→ **Excerpt provided**
════════════════════

Chryseis’ father prays to Apollo; plague hits camp until she’s returned - The inspiration of The Crappening. I made the decision to not have the Gods be a real factor in the war, so the girls had to take things into their own hands with this one. It was convenient too, considering how dirty Cartman did poor Jenny in Bass to Mouth. Made for great motivation for the girls to give them those laxative-laced cookies, though!
Agamemnon takes Briseis from Achilles - Cartman taking the Switch from Kyle. That bastard! -`д´-
Achilles refuses to fight - Kyle's subsequent hissy fit. He's so Achilles coded it's wild.
Menelaus battles Paris solo - Kenny and Heidi's fight! Didn't have to do much with this one, honestly.
Patroclus wears Achilles’ armor and is killed by Hector - You guys know what happens. Stan dresses in Kyle's armor and gets his leg broken by Wendy. By this point I was able to follow the source material pretty closely.
Achilles kills Hector to avenge Patroclus - Kyle gives Wendy the big chop (ง •̀_•́)ง
Achilles is killed by Paris (bow lead by Apollo) - Heidi takes Kyle out with a lucky shot to the nuts. I never really explored if she was assisted by anyone on this, but I like to think she believed the Gods were on her side, guiding that condom!

════════════════════

→ **Prompt A**
Return each line of the rows that contains the string "target".
The passage above has no connection to the rows that follow.

════════════════════

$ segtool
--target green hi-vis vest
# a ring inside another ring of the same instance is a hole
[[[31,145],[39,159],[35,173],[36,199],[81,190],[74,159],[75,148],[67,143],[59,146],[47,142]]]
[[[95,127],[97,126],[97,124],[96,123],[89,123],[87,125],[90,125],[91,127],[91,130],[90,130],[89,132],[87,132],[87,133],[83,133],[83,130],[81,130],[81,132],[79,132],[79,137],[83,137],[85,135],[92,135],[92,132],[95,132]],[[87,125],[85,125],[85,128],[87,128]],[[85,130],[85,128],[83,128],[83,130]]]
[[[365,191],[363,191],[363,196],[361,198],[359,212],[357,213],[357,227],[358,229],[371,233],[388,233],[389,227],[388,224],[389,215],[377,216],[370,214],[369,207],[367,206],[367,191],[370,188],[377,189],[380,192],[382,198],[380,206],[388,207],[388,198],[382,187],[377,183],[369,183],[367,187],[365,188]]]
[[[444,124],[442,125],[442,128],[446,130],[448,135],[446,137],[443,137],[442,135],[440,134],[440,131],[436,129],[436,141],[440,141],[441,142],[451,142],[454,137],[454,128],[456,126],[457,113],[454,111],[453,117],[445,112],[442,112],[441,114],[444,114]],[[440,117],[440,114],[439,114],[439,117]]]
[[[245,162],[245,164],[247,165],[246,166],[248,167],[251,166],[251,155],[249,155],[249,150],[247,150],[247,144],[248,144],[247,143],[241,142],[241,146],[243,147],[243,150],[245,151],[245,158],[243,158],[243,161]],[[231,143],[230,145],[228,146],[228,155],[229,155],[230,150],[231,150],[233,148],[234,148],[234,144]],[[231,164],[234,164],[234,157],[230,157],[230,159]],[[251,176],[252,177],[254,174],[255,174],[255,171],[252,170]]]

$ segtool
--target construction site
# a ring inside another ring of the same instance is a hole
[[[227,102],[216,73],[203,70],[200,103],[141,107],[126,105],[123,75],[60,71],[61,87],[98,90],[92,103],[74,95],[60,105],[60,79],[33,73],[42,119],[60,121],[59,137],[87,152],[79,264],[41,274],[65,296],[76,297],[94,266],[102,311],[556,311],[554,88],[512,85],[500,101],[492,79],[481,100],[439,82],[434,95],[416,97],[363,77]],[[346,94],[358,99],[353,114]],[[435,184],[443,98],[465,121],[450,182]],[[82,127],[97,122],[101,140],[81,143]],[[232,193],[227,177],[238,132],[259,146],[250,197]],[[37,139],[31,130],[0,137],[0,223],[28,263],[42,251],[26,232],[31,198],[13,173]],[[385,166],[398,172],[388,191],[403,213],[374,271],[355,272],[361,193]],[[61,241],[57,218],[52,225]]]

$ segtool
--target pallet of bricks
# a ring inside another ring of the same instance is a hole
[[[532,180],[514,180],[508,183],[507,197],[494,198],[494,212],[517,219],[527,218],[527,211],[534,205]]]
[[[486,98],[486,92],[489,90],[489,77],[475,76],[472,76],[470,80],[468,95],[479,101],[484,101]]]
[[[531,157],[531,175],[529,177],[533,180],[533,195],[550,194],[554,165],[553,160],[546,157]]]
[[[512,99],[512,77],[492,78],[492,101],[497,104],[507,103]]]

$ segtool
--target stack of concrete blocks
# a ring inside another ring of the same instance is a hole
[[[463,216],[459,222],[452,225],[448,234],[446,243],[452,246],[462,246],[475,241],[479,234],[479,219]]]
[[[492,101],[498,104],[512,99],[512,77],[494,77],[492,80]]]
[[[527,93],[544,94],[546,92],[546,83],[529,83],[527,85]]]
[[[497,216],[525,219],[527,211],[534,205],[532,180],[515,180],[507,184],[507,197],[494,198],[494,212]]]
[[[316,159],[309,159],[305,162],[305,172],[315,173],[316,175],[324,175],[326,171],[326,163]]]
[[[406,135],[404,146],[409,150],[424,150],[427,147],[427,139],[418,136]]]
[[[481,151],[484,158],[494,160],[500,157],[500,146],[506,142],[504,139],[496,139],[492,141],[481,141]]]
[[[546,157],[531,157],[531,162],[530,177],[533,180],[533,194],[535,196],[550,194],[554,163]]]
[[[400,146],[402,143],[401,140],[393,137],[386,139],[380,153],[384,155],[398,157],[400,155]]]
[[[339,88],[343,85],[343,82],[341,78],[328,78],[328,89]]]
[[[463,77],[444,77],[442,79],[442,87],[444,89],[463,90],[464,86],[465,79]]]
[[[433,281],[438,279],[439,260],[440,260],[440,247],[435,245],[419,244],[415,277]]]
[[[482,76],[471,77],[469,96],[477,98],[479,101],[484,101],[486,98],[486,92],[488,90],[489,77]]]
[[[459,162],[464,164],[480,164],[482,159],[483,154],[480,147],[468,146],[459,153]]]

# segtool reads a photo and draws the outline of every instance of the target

════════════════════

→ **Prompt B**
Reproduce the part of the passage that starts with the words "Agamemnon takes Briseis" and ends with "coded it's wild.".

→ **Finished answer A**
--target green hi-vis vest
--target construction site
--target pallet of bricks
--target stack of concrete blocks
# segtool reads a photo and draws the outline of every instance of the target

→ **Finished answer B**
Agamemnon takes Briseis from Achilles - Cartman taking the Switch from Kyle. That bastard! -`д´-
Achilles refuses to fight - Kyle's subsequent hissy fit. He's so Achilles coded it's wild.